§ EXTRACTED TEXT
-- start --

Posted on 09/23/2005 12:38:17 PM PDT by Help!
Screaming and yelling by men at work may now be sex-based discrimination if women at work find the behavior more intimidating than men do.
On September 2, 2005, in E.E.O.C. v. National Education Association, (No. 04-35029), the Ninth Circuit Court of Appeals ruled that the reasonable woman standard applies to workplace abusive conduct, even if there is no sexual content to the behavior.
This decision significantly expands the types of behaviors that may furnish a basis for a claim of discrimination.
Three women working for a labor union, the National Education Association, sued for gender discrimination claiming that the NEA created a sex-based hostile work environment for them through the conduct of an interim assistant executive director who frequently screamed at female employees in a loud and profane manner, with little or no provocation, shook his fists at them, stood behind an employee as she worked, and lunged across the table at another.
The conduct was not sexual, nor was it marked by sexual language, gender-specific words, sexual stereotypes, or sexual overtures.
While there was evidence that the same director raised his voice with men on occasion, and once frightened a male subordinate, male employees seemed to deal with that abuse with banter, and did not express the same fear of the director, did not cry, become panicked or feel physically threatened, avoid contact with the director, call the police, or ultimately resign, as did one woman.
The claims of the three women and the Equal Employment Opportunity Commission (EEOC) were dismissed on summary judgment by the Alaska District Court.
The plaintiffs appealed to the Ninth Circuit. The Ninth Circuit ruled that the district court committed error when it said that there must be behavior of a sexual nature or the motive for the behavior must be animus towards members of one sex to be sex-based discrimination.
The Ninth Circuit said, There is no legal requirement that hostile acts be overtly sex- or gender-specific in content, whether marked by language, by sex or gender stereotypes, or by sexual overtures. The real question, the court said, is whether the behavior affected women more adversely than it affected men. This question can be analyzed two ways:
Is the effect of the behavior qualitatively different, and Is the amount of the behavior quantitatively different.

-- end --

§ RECORD EXCERPTS
-- start --

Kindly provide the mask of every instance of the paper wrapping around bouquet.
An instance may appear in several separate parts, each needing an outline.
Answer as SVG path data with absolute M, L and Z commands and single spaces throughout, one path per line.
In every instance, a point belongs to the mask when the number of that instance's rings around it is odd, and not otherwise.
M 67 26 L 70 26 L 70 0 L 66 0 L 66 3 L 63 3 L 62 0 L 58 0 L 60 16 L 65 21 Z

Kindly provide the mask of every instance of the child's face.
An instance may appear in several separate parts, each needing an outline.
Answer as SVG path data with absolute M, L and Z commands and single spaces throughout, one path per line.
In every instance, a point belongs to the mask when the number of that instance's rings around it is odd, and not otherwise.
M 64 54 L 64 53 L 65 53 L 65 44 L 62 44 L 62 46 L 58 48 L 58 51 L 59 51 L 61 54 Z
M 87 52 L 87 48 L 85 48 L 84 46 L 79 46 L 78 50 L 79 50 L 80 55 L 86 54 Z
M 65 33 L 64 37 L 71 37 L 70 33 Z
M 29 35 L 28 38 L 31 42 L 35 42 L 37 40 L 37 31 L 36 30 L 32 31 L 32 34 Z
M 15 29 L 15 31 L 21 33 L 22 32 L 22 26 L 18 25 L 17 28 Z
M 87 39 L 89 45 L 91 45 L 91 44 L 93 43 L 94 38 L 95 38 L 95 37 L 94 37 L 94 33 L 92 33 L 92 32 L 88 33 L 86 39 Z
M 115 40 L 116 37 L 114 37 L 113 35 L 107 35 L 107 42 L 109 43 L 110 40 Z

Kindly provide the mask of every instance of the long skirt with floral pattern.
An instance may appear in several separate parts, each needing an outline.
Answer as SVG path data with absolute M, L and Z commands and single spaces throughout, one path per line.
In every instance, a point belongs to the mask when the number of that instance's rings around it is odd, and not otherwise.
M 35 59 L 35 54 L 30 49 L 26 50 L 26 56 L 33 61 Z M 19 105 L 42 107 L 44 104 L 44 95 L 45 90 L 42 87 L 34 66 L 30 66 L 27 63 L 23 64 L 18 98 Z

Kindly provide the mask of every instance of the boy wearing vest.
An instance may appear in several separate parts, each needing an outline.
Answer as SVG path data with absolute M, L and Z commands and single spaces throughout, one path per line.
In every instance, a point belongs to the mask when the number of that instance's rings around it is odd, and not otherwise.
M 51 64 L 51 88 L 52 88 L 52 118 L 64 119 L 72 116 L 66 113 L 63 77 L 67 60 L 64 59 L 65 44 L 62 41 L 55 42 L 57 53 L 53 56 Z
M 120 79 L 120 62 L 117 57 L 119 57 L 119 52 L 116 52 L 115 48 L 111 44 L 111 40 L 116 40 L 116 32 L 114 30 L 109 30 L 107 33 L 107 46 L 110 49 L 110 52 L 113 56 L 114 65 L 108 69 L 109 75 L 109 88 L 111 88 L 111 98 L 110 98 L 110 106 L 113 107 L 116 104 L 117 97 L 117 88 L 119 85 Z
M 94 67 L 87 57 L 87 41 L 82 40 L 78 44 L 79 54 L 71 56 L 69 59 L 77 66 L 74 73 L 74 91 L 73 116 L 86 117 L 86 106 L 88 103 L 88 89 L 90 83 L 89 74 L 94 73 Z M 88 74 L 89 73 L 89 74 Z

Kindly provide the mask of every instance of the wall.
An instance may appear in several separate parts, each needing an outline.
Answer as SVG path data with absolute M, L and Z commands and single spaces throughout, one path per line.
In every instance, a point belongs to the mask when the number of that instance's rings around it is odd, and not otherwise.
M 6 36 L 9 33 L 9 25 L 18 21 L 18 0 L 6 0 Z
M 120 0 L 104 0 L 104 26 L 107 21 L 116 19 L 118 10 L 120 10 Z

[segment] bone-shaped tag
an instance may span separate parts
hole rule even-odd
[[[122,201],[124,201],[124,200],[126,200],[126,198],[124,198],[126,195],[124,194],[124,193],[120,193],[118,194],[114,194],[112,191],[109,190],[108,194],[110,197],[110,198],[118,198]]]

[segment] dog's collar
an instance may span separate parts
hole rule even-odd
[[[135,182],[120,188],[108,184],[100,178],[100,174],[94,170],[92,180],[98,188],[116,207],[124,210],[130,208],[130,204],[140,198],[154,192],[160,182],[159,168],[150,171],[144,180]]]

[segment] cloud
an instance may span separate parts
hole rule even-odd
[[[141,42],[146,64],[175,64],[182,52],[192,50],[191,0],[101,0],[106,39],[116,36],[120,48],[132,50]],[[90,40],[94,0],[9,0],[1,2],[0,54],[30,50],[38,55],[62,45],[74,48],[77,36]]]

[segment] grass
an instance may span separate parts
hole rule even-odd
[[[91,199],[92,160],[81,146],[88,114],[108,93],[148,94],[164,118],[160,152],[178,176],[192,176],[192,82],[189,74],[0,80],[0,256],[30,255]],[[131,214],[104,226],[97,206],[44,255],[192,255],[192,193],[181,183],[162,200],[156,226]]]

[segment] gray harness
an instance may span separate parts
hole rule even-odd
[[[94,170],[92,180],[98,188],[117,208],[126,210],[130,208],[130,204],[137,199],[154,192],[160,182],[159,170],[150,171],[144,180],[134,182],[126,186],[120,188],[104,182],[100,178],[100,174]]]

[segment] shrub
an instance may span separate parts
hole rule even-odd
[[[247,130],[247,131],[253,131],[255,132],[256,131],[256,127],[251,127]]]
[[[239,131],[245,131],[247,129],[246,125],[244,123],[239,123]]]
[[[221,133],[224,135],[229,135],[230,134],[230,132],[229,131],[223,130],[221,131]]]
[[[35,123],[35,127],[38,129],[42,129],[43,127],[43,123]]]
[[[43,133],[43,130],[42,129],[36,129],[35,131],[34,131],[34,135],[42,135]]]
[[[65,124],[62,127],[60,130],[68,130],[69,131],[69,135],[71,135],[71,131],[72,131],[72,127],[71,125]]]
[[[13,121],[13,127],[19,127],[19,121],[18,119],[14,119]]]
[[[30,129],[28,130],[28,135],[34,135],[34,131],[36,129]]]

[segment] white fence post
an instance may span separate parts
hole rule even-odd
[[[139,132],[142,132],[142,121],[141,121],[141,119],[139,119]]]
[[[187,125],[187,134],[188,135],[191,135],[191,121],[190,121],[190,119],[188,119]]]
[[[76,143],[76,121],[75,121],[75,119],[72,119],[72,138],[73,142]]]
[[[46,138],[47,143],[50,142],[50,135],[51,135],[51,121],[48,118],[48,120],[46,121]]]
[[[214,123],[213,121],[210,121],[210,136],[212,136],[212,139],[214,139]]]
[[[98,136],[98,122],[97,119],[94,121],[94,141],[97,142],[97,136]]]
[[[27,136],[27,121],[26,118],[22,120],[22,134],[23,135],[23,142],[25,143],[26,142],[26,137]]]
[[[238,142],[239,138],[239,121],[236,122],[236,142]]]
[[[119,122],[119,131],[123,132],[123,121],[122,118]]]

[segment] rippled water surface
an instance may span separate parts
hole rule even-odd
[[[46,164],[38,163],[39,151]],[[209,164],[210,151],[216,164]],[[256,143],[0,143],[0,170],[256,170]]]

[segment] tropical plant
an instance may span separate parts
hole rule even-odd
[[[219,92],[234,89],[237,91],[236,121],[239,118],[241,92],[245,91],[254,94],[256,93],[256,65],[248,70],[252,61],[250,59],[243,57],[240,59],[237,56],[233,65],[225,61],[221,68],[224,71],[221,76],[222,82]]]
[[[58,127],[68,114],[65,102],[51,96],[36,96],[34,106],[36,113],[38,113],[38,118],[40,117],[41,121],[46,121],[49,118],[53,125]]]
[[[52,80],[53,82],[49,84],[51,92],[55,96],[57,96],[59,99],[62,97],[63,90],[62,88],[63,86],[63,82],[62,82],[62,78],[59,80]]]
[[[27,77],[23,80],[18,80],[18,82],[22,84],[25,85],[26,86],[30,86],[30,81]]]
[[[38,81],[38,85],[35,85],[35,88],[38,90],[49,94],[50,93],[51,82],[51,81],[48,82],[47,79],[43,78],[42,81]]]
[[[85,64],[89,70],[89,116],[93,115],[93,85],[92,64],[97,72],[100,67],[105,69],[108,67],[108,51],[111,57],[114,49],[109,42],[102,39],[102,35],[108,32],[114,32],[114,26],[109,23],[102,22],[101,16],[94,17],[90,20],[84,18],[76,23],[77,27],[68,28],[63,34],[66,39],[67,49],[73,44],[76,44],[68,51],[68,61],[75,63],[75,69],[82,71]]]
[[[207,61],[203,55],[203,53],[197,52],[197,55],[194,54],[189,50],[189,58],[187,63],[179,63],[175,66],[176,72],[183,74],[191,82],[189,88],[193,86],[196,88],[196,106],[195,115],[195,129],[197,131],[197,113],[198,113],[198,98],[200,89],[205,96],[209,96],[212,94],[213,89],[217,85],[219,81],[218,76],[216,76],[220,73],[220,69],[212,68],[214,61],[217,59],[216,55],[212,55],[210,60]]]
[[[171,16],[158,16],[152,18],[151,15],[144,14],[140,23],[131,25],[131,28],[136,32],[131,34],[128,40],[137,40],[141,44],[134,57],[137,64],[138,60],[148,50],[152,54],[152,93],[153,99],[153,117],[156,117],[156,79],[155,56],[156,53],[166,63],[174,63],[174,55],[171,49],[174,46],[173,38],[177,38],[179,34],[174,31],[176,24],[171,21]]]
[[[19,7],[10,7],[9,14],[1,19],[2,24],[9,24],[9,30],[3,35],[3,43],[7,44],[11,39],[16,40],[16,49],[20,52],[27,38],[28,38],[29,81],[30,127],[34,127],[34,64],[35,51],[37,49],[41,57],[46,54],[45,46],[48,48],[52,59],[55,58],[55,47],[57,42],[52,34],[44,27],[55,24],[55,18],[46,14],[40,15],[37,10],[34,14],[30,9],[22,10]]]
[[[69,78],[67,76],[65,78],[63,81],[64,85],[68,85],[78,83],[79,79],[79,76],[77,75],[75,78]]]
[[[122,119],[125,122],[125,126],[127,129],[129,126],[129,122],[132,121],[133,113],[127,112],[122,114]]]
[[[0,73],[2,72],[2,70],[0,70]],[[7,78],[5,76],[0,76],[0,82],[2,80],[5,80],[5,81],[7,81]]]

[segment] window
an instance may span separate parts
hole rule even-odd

-- end --
-- start --

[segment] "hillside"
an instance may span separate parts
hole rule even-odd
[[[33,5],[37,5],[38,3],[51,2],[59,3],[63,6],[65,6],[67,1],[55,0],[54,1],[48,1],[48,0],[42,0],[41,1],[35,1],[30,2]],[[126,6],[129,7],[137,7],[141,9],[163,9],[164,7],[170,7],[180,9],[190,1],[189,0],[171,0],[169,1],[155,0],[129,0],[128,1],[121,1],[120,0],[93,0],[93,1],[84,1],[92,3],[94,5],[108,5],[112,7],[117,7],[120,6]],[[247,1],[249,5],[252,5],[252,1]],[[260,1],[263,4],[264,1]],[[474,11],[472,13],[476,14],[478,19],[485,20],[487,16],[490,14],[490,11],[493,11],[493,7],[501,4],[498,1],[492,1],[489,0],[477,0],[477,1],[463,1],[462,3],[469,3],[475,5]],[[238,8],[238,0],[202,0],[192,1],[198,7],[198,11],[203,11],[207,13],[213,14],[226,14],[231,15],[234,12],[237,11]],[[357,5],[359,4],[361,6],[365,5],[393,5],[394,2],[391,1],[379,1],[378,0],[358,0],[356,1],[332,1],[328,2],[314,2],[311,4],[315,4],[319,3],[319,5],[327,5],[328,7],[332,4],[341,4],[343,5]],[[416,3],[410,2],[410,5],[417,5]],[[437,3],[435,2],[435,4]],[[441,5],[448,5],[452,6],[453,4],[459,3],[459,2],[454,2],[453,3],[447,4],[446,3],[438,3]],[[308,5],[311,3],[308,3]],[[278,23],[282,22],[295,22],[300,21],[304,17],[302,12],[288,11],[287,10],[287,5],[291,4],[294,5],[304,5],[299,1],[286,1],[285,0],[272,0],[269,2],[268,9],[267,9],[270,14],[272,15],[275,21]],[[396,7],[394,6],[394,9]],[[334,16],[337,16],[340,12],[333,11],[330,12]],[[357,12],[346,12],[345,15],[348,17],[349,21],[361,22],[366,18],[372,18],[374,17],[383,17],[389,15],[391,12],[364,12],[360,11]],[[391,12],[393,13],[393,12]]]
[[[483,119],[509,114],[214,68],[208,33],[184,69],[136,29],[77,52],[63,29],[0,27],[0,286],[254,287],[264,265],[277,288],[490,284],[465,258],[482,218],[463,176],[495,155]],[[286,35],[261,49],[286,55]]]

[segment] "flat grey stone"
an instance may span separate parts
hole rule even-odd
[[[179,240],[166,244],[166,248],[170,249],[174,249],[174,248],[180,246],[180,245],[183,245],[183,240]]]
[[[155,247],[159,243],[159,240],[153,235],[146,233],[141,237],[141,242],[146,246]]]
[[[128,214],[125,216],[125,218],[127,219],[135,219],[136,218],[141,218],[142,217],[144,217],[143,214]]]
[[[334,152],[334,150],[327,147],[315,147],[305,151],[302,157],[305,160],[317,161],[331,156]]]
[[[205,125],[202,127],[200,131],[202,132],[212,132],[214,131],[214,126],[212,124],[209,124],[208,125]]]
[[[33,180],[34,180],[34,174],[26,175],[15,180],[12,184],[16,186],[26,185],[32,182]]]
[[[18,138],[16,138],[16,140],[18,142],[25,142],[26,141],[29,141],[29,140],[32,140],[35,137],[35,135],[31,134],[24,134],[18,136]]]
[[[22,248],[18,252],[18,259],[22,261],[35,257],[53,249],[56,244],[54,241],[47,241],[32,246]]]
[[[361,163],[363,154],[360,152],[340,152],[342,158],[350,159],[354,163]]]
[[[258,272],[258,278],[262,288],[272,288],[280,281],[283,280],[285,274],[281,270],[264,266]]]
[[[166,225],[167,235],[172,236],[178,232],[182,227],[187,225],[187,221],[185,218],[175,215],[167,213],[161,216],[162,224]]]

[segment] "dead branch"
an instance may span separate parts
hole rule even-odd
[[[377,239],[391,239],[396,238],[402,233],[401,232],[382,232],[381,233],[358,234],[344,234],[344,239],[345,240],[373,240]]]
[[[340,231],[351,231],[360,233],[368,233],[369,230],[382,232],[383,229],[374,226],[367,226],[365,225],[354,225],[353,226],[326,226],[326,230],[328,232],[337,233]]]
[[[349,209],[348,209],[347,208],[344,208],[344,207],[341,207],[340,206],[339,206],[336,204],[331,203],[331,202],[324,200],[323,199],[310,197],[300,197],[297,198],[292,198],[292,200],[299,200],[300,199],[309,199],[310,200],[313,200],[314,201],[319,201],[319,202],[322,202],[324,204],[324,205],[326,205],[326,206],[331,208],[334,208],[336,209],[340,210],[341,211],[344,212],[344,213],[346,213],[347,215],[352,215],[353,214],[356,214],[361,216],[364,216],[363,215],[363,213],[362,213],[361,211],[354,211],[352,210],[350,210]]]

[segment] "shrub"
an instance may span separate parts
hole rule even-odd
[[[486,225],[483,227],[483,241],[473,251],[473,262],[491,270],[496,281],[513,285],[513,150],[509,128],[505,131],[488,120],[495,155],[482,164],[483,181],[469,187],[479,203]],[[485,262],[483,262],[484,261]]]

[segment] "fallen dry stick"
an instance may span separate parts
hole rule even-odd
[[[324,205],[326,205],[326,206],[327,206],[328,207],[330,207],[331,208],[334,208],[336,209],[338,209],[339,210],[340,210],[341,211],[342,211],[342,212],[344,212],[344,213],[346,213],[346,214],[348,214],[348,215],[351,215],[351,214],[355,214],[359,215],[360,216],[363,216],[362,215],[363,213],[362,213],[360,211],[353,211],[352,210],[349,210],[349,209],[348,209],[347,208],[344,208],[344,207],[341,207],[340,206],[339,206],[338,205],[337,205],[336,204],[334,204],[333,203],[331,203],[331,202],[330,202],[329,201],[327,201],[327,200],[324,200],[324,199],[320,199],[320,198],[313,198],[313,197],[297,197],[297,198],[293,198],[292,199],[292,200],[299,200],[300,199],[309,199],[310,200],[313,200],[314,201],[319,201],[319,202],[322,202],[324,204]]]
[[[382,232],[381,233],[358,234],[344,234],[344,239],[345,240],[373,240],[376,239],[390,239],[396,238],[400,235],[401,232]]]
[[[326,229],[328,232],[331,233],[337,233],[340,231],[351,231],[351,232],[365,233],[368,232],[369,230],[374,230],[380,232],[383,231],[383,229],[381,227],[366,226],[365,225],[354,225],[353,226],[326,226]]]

-- end --
-- start --

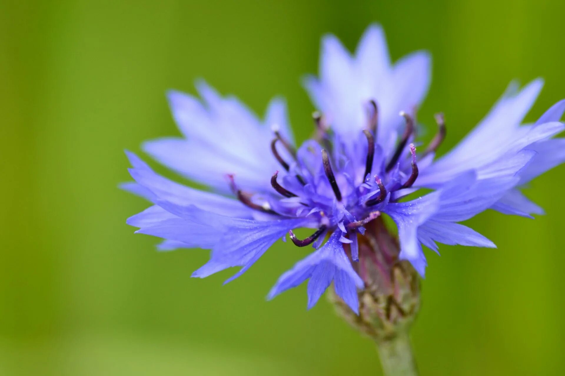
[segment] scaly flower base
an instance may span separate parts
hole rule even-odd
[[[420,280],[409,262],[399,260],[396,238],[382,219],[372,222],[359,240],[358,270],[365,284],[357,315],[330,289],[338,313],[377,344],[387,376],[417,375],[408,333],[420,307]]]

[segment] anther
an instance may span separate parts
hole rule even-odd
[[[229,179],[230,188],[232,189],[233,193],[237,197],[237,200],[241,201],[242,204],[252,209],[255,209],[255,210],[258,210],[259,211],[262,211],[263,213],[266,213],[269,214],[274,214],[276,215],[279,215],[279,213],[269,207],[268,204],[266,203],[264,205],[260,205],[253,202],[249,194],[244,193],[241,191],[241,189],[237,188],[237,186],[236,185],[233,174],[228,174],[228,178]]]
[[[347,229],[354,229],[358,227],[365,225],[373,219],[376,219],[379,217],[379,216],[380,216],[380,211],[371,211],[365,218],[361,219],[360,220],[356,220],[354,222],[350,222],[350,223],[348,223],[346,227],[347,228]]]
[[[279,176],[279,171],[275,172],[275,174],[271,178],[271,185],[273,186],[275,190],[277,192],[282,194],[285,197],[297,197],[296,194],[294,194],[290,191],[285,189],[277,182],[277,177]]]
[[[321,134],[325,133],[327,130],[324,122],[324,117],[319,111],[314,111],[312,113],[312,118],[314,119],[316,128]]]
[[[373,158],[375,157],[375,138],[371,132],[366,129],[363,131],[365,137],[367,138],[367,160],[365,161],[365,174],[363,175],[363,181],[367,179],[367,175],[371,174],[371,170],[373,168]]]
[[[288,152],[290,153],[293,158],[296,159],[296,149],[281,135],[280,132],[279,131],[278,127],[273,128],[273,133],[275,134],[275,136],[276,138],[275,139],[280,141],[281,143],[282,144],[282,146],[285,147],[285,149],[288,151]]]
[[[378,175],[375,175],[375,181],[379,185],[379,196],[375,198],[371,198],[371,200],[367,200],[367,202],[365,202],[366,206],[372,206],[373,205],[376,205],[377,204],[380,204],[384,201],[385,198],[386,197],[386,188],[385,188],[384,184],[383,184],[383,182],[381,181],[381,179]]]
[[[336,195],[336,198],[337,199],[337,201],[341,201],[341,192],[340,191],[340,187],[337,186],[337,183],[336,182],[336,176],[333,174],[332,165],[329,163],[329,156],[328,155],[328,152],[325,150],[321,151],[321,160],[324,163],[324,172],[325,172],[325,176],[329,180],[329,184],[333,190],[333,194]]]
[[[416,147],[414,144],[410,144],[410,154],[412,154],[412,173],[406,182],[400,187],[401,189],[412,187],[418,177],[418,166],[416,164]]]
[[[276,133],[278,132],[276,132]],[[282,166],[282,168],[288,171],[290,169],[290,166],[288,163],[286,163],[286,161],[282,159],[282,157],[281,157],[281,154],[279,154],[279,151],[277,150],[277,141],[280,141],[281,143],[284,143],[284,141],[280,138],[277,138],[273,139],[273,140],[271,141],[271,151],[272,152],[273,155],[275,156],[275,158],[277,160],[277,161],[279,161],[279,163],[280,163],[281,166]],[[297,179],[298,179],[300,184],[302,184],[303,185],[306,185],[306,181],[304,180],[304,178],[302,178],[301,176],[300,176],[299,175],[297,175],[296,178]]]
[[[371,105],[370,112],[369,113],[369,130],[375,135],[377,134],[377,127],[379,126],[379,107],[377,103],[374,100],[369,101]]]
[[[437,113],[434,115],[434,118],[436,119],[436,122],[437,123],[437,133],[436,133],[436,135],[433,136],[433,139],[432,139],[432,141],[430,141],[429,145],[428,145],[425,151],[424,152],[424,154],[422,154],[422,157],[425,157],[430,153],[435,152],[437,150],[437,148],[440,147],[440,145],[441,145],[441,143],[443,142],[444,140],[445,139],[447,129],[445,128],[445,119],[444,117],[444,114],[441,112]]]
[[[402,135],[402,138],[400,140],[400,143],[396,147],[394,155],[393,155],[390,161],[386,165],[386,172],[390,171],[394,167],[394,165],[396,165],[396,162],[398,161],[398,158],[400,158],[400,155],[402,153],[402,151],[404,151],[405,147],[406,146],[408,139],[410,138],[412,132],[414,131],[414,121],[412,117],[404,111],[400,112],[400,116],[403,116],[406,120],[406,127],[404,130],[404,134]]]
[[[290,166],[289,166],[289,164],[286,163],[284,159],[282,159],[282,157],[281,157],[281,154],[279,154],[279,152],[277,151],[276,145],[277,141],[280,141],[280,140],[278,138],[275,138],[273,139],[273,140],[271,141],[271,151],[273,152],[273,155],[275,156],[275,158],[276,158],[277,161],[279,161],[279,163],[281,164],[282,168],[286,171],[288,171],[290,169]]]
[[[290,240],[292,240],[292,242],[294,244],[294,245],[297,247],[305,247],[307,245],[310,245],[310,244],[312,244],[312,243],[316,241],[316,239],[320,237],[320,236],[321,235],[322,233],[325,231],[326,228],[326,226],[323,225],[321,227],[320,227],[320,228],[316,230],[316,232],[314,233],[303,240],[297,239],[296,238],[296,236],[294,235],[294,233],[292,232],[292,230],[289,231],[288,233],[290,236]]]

-- end --

§ INSTRUCTIONS TO FOLLOW
According to the article on the Ninth Circuit workplace ruling, what did the interim assistant executive director do toward female employees? List each action. Answer from the text alone.

§ FINISHED EXERCISE
- Frequently screamed at female employees in a loud and profane manner, with little or no provocation
- Shook his fists at them
- Stood behind an employee as she worked
- Lunged across the table at another employee